┌──
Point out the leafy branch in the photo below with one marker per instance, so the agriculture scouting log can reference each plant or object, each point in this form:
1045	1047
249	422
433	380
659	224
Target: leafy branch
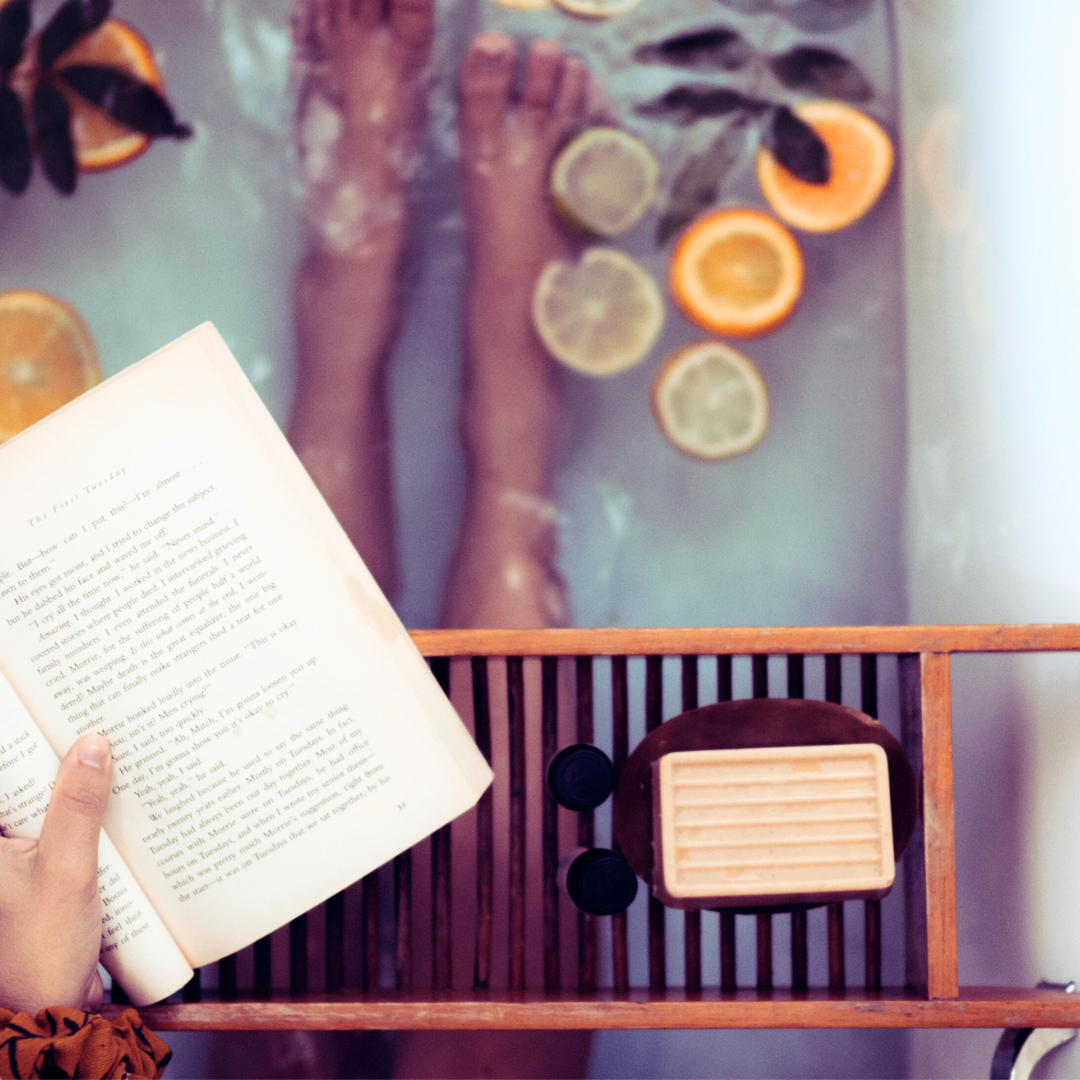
46	129
721	50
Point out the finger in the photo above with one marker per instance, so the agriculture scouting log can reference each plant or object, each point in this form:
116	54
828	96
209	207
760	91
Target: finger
95	994
67	852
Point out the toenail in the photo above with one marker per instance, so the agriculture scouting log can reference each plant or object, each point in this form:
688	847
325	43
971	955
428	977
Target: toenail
491	58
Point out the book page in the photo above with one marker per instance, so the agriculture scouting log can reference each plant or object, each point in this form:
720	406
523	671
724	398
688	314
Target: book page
275	733
136	949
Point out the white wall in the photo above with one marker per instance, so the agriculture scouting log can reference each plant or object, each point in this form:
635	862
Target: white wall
993	230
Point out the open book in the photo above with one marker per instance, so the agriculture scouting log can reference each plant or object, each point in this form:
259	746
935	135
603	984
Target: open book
170	577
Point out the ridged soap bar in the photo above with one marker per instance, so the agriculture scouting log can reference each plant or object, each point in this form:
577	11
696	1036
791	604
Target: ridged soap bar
772	826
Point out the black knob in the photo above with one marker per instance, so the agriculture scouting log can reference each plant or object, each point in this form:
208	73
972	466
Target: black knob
601	881
580	777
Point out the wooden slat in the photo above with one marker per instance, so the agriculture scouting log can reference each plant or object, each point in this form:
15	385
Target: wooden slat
837	967
620	750
264	969
930	862
691	950
586	828
867	672
403	920
728	972
227	977
441	877
764	923
653	717
549	745
800	964
691	920
515	700
369	928
335	942
485	828
980	1007
298	955
1039	637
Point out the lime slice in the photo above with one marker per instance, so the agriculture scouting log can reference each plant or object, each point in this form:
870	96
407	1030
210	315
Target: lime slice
710	401
597	9
605	180
598	315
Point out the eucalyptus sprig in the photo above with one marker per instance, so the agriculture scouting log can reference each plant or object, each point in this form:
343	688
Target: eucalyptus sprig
45	127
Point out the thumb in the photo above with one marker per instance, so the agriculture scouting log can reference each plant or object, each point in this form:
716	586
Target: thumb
67	851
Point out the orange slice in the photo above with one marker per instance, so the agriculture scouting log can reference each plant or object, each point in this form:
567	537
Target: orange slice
46	358
99	142
710	401
861	162
737	272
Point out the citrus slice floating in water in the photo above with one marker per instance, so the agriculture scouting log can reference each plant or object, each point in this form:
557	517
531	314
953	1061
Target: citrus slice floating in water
99	140
710	401
737	272
526	4
861	160
598	315
597	9
46	358
605	180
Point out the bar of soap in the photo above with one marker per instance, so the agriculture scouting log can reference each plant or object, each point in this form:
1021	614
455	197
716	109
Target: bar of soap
771	826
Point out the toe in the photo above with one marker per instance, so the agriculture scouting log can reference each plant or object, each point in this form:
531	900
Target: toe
486	73
310	30
570	100
542	75
365	13
413	22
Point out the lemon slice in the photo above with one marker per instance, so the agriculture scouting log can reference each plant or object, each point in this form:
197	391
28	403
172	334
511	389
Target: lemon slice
597	9
861	159
525	4
737	272
710	401
605	180
598	315
46	358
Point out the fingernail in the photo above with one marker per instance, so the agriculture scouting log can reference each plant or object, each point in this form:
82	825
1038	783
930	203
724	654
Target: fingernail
94	751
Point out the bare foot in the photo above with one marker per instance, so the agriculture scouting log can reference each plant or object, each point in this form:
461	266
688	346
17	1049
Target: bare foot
503	572
362	78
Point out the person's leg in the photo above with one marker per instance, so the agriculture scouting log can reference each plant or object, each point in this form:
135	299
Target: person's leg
362	86
503	570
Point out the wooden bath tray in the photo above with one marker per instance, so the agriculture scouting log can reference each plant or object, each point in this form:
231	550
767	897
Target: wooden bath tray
346	966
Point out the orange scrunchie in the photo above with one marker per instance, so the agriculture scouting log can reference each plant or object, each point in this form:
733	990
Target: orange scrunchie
67	1042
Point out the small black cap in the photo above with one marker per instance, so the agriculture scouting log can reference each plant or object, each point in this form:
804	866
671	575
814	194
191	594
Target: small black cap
580	777
601	881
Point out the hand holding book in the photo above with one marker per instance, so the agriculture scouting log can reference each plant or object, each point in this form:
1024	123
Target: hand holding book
171	578
50	906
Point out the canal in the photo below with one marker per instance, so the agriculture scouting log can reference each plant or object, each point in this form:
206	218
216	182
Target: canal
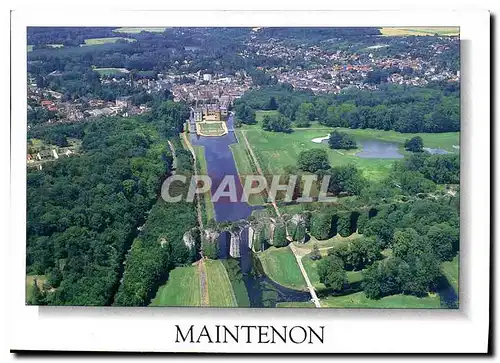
262	291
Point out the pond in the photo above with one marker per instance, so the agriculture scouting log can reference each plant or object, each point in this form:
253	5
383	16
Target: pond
436	151
220	162
376	149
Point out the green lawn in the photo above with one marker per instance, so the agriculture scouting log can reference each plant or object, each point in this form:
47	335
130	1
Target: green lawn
134	30
100	41
359	300
311	268
220	290
259	115
211	126
277	150
280	265
181	289
208	206
245	167
331	242
451	271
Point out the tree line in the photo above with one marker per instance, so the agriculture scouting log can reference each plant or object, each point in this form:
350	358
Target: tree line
392	107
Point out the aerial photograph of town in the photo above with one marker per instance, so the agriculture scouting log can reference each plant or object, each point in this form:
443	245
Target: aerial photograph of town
261	167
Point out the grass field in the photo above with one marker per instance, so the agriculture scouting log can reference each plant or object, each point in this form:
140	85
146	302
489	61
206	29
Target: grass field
398	31
110	71
277	150
220	290
331	242
212	128
311	268
359	300
281	266
259	115
208	206
181	289
296	304
451	271
133	30
245	167
40	280
100	41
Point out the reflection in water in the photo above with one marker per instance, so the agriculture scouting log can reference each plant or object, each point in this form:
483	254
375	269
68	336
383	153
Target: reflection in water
376	149
220	163
262	291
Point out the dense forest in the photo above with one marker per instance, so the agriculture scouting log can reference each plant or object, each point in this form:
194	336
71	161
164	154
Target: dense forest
435	108
84	210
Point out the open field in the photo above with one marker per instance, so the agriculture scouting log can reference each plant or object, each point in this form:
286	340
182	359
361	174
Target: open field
281	266
208	206
330	242
110	71
100	41
442	31
181	289
399	301
451	271
133	30
311	268
245	167
211	128
296	304
259	115
275	151
220	290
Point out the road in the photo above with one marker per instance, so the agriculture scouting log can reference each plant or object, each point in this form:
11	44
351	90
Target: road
195	168
298	257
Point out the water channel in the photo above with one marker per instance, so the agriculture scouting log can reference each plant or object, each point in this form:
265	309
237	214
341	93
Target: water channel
└──
#### ACTIVITY:
All lines above holding the word "below" make up the answer; copy each one.

#### ANSWER TO THE EXERCISE:
Point out the leafy branch in the photo below with one marker per instance, so the agriculture scouting log can reference each plant or object, each point in this form:
Point out the canal in the photo below with one marker per instance, so the agriculture scouting log can reference each plant or object, each point in this form:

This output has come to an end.